> _What you have to do_:
Change "Sample" to "Example" in the data from its first line through the line containing "[[100, 203, 640, 360]]", and give those lines again with nothing else altered.

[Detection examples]
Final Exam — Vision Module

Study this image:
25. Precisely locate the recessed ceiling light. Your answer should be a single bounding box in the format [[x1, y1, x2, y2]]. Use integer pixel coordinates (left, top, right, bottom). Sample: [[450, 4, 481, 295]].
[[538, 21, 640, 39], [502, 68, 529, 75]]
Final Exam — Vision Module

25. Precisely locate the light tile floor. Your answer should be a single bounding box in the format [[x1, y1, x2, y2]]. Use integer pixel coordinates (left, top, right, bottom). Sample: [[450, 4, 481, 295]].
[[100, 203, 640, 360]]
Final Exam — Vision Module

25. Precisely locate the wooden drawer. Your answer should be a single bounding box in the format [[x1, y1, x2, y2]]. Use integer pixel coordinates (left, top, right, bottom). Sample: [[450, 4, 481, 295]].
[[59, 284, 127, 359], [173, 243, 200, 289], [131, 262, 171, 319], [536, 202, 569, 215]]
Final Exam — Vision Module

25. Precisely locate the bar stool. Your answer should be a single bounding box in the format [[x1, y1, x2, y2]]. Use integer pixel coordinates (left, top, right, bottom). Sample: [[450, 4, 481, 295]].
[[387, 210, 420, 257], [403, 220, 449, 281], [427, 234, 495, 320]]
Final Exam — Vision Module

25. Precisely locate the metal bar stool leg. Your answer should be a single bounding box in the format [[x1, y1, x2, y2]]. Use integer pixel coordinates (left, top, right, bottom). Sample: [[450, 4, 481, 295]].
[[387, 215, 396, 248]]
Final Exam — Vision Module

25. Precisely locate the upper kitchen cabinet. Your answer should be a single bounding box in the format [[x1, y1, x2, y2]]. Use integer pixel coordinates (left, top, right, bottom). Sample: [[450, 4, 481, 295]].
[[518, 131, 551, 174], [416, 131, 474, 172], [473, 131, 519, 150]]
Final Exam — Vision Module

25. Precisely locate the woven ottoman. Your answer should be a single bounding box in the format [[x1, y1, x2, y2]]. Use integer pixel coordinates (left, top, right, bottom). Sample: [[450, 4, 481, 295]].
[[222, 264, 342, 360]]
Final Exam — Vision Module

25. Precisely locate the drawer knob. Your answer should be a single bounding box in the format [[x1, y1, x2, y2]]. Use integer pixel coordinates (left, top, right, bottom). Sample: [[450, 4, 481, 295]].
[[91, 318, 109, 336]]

> _Complete answer_:
Final Exam — Vision Module

Study this image:
25. Precisely locate the recessed ceiling light. Your answer should be a single bounding box in the format [[x1, y1, x2, y2]]. Use integer pixel coordinates (left, top, right, bottom). Example: [[450, 4, 481, 295]].
[[538, 21, 640, 39], [502, 68, 529, 75]]
Final Exam — Vision Module

25. Precisely locate the light tile floor. Your answer should be a single bounding box in the format [[x1, y1, x2, y2]]. Use integer pixel coordinates (left, top, right, bottom). Example: [[450, 4, 481, 295]].
[[100, 203, 640, 360]]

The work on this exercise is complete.